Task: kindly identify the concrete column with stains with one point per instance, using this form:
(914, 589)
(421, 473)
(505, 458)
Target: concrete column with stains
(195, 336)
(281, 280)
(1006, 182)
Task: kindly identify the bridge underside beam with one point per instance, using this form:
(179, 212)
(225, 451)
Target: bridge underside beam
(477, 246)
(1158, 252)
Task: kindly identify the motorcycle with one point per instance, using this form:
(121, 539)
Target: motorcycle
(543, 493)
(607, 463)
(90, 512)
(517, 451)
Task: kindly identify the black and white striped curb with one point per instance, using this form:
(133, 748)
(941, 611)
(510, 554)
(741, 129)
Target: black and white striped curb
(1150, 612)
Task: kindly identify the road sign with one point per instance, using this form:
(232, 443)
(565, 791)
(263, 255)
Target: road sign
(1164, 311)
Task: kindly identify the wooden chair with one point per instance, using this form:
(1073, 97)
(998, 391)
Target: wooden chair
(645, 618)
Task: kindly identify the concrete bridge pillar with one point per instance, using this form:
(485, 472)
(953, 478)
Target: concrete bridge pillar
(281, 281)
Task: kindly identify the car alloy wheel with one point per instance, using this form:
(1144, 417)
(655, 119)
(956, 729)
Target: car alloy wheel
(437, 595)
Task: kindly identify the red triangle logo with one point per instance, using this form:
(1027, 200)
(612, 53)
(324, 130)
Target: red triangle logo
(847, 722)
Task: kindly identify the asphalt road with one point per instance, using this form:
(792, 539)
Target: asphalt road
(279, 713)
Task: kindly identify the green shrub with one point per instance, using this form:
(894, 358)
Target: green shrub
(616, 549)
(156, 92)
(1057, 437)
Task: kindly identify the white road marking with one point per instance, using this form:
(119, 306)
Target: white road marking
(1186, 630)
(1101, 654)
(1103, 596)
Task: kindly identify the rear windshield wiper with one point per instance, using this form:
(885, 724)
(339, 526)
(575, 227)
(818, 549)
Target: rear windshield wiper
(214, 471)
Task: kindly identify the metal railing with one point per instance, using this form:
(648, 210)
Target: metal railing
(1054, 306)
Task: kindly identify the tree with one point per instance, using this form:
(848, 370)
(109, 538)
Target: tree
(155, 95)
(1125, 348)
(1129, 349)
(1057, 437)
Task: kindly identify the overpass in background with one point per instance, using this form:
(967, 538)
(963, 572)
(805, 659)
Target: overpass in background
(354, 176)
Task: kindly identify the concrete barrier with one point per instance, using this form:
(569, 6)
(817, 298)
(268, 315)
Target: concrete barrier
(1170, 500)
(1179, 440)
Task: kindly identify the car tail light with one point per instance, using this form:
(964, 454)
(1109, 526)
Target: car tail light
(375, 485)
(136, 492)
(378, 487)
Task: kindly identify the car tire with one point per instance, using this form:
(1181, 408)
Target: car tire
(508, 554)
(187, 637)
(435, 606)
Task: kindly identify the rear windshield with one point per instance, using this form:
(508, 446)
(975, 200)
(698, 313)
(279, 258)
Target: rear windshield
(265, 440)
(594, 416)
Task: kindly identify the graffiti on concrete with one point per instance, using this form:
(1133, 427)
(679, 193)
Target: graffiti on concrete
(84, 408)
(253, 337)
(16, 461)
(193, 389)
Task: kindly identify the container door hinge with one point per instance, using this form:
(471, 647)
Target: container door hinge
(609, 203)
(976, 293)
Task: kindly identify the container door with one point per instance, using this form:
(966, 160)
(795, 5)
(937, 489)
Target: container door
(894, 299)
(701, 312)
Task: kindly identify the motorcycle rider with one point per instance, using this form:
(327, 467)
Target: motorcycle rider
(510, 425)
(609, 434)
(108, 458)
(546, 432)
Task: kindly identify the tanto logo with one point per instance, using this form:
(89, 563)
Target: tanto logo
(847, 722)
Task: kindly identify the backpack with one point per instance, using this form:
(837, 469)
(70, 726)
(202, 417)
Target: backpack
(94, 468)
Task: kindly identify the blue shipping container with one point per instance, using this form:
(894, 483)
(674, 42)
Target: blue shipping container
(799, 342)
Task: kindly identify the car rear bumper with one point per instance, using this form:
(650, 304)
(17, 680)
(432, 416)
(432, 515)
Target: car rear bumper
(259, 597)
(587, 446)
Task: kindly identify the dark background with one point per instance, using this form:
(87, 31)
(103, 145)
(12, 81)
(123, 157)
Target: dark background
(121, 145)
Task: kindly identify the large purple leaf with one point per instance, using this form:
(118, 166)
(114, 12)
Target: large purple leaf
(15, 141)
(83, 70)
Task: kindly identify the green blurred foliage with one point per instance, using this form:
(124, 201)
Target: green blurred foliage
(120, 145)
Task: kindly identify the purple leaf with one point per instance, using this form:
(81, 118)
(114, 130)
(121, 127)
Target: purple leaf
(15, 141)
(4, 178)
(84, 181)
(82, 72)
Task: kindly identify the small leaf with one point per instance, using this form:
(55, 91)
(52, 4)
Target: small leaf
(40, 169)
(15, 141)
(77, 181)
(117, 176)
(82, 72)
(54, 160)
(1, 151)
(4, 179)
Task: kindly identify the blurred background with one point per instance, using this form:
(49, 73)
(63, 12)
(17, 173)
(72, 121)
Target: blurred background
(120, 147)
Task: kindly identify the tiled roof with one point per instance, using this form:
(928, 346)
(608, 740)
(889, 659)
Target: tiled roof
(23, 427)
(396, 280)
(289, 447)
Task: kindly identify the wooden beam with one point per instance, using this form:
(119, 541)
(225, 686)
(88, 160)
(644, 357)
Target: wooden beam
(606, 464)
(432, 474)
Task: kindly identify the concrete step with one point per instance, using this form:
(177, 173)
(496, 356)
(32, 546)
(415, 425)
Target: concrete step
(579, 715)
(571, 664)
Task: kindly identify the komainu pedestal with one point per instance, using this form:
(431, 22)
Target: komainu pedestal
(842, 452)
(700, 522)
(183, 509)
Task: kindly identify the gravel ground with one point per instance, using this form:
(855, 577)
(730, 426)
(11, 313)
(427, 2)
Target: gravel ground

_____

What you should do:
Output every line from the records, exactly as written.

Solution to this exercise:
Task: kindly identify the concrete column with stains with one point per instance, using this form:
(914, 589)
(421, 473)
(505, 458)
Target: concrete column with stains
(195, 336)
(281, 280)
(1006, 182)
Task: kindly identify the bridge underside beam with one point per instance, using this form:
(179, 212)
(225, 451)
Target: bridge underside beam
(477, 246)
(1158, 252)
Task: kindly identify the motorcycle with one point per instance, using this form:
(121, 539)
Target: motorcycle
(543, 493)
(607, 463)
(90, 512)
(517, 451)
Task: kindly identify the black and white striped curb with one point per instance, using this form:
(133, 748)
(941, 611)
(510, 554)
(741, 129)
Target: black and white striped curb
(1150, 612)
Task: kindly identify the road sign with one point per instance, using this form:
(232, 443)
(565, 791)
(263, 255)
Target: road sign
(1164, 311)
Task: kindly identify the wooden chair with one point per instance, using this form:
(1073, 97)
(998, 391)
Target: wooden chair
(645, 618)
Task: kindly identify the concrete bridge pillar with one point per instance, using this form:
(485, 472)
(953, 478)
Target: concrete bridge pillar
(281, 281)
Task: kindly identify the car alloy wheel with one point per instance, using this form:
(1144, 417)
(655, 119)
(956, 729)
Target: car alloy wheel
(437, 595)
Task: kindly identify the red triangle logo with one point per instance, using this form:
(1027, 200)
(612, 53)
(324, 130)
Target: red triangle logo
(847, 722)
Task: kindly identify the asphalt road with one point per instance, using this form:
(792, 539)
Target: asphalt road
(279, 713)
Task: kindly identify the green shrub with one point per instance, using this form:
(894, 358)
Target: green shrub
(616, 549)
(156, 92)
(1057, 437)
Task: kindly identify the white road marking with one point per instance, using this form:
(119, 306)
Target: white road marking
(1186, 630)
(1101, 654)
(1103, 596)
Task: kindly identify the rear windshield wiper with one point per instance, using this form:
(885, 724)
(339, 526)
(575, 227)
(818, 549)
Target: rear windshield wiper
(214, 471)
Task: kindly identify the metal railing with one point per instance, using this form:
(648, 210)
Target: metal railing
(1054, 306)
Task: kindly identify the tree with one point per instance, using this form:
(848, 370)
(109, 538)
Target: tree
(155, 95)
(1125, 348)
(1129, 349)
(1057, 437)
Task: kindly identify the overpass in background with one point per instance, using this form:
(967, 538)
(963, 572)
(805, 659)
Target: overpass in background
(354, 176)
Task: kindly identify the concrete barrier with one point per instance, using this form:
(569, 6)
(817, 298)
(268, 315)
Target: concrete barrier
(1170, 500)
(1179, 440)
Task: kindly identify the car tail light with one point per instance, using this form:
(964, 454)
(1109, 526)
Target: car tail light
(375, 485)
(136, 492)
(378, 487)
Task: kindly identify the car tire with one point per instance, using this form:
(1181, 408)
Target: car tire
(508, 554)
(187, 637)
(435, 606)
Task: kindly identify the rear windshield with one point per instance, using this form:
(508, 446)
(975, 200)
(698, 313)
(279, 258)
Target: rear windshield
(265, 440)
(594, 416)
Task: kindly identify the graffiti on concrete with one point per instance, using this form:
(1133, 427)
(679, 193)
Target: graffiti on concrete
(84, 408)
(253, 337)
(16, 461)
(193, 389)
Task: kindly identify the container door hinge with one point per instance, using this form:
(471, 647)
Target: container door hinge
(609, 203)
(976, 293)
Task: kindly identify the container door with one point per instance, using this form:
(966, 160)
(795, 5)
(937, 489)
Target: container door
(894, 299)
(701, 312)
Task: kindly identify the motorcycle rider with one point per instance, using this form:
(327, 467)
Target: motorcycle rider
(510, 425)
(609, 434)
(108, 458)
(546, 432)
Task: kindly identify the tanto logo with one point per instance, using this form:
(89, 563)
Target: tanto logo
(847, 722)
Task: kindly identify the backpack with one point per instance, using this form:
(837, 469)
(70, 726)
(202, 417)
Target: backpack
(94, 468)
Task: kindly identify the blue shipping container with one point per instance, using this form:
(894, 483)
(674, 42)
Target: blue shipping container
(799, 342)
Task: kindly identify the car rear bumper with one point per instance, using this form:
(650, 304)
(17, 680)
(432, 416)
(432, 515)
Target: car rear bumper
(259, 597)
(587, 446)
Task: kindly identify the dark background with one point per instance, using this form:
(87, 31)
(103, 145)
(12, 81)
(123, 157)
Target: dark background
(121, 145)
Task: kindly identify the large purple leaf with one point per instance, using this form:
(118, 166)
(114, 12)
Target: large purple leaf
(15, 141)
(83, 70)
Task: kindly identify the green blurred foliage with one point per instance, using this form:
(124, 201)
Target: green blurred foliage
(120, 145)
Task: kindly identify the purple leaf with one point per instance, using this form:
(81, 118)
(114, 130)
(121, 127)
Target: purple leaf
(15, 141)
(4, 178)
(84, 181)
(82, 72)
Task: kindly identify the small leaf with one point per instance, using this form:
(55, 91)
(52, 4)
Target: small leaf
(40, 169)
(15, 141)
(77, 181)
(117, 176)
(82, 72)
(54, 160)
(1, 151)
(4, 179)
Task: kindly identify the blurred background with one point per instance, using this form:
(49, 73)
(63, 12)
(17, 173)
(72, 121)
Target: blurred background
(120, 147)
Task: kindly identify the tiled roof with one point per instance, using this form:
(928, 346)
(608, 740)
(889, 659)
Target: tiled roof
(23, 427)
(396, 280)
(289, 447)
Task: kindly identify the wooden beam with one point per instance, using this form:
(119, 541)
(225, 686)
(88, 160)
(644, 357)
Target: wooden beam
(606, 464)
(432, 474)
Task: kindly identify the concrete step with one point per instance, using this form:
(177, 173)
(496, 356)
(32, 546)
(415, 425)
Target: concrete step
(579, 715)
(571, 664)
Task: kindly identify the komainu pedestal with one point per instance, using this form:
(431, 22)
Target: komainu pedestal
(842, 452)
(700, 522)
(183, 509)
Task: kindly identify the gravel ground with one point per instance, using this form:
(855, 577)
(730, 426)
(11, 313)
(427, 2)
Target: gravel ground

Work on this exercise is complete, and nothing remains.